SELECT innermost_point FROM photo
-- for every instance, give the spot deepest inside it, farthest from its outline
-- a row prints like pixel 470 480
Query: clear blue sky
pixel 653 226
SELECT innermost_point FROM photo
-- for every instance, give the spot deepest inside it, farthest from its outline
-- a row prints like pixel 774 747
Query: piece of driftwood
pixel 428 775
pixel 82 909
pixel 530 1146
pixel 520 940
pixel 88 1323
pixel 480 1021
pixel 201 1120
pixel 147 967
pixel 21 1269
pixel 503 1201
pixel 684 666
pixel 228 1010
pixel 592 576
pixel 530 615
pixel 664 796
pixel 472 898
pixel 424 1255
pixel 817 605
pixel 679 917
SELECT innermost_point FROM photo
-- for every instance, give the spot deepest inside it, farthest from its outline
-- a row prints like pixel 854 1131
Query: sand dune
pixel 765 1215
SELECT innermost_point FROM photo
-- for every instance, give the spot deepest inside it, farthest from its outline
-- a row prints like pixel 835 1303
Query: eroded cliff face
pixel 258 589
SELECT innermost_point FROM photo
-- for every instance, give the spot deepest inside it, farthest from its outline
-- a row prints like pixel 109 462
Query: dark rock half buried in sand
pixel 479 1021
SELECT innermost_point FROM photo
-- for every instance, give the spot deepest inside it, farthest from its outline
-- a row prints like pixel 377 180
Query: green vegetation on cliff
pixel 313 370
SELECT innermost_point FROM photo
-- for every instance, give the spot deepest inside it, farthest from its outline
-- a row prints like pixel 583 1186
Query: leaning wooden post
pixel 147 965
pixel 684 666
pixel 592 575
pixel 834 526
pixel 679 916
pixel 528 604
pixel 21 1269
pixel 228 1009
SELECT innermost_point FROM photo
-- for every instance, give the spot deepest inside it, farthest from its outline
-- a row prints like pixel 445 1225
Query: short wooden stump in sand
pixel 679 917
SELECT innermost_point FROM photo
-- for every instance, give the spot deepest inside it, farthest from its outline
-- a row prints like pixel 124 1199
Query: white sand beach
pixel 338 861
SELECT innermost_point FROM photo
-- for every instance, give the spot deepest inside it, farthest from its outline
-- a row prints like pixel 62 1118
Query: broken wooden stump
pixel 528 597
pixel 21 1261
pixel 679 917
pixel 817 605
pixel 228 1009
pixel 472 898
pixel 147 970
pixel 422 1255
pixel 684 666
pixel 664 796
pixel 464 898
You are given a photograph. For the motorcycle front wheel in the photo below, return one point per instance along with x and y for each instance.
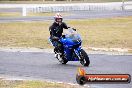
(84, 58)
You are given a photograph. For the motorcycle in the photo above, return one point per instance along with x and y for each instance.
(72, 50)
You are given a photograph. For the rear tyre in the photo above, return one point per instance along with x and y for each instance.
(84, 58)
(64, 60)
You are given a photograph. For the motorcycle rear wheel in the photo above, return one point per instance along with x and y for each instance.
(84, 58)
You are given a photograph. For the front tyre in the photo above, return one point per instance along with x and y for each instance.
(84, 58)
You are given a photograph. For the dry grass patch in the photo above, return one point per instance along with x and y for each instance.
(104, 32)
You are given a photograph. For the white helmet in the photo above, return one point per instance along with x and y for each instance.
(58, 16)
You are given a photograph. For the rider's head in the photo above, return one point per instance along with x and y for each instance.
(58, 18)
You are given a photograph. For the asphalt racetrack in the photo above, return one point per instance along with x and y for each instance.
(43, 65)
(73, 15)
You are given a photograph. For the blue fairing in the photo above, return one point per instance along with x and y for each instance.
(72, 45)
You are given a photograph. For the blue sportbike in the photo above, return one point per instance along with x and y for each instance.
(72, 51)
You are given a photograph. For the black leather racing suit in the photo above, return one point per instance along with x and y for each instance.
(56, 30)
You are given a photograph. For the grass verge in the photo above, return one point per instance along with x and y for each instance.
(103, 32)
(30, 14)
(32, 84)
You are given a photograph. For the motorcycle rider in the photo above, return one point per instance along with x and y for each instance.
(56, 30)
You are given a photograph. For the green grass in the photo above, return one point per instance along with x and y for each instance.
(32, 84)
(103, 32)
(30, 14)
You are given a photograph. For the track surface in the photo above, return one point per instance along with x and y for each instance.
(42, 65)
(74, 15)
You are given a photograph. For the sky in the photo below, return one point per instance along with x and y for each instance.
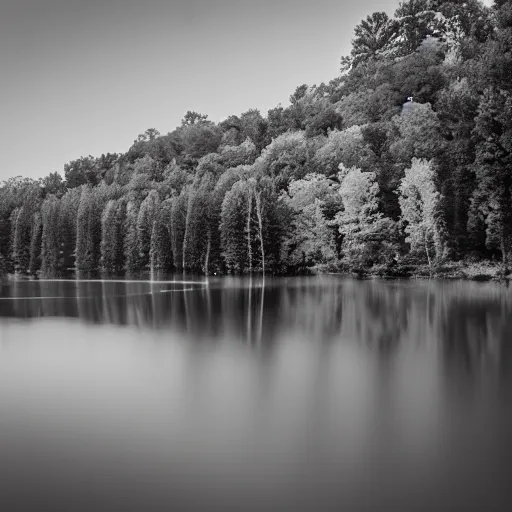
(86, 77)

TASK =
Everything from the line with "You are given a photograph. For the motorcycle rider" through the final line of the records above should be written out exactly, minus the pictures.

RESPONSE BOX =
You are given a photograph. For the motorcycle rider in the photo above, return one point per instance along with x and y for each instance.
(56, 30)
You are given a photograph. For the green grass in the photo above, return one point per instance along with x and y for each instance.
(32, 84)
(103, 32)
(30, 14)
You are given a photograph. For the track surface in the photo above, return one point per instance along with x and y for each instance.
(42, 65)
(74, 15)
You are given a photograph. For the sky in the photo below, return one point per instance along with x and y for each instance.
(86, 77)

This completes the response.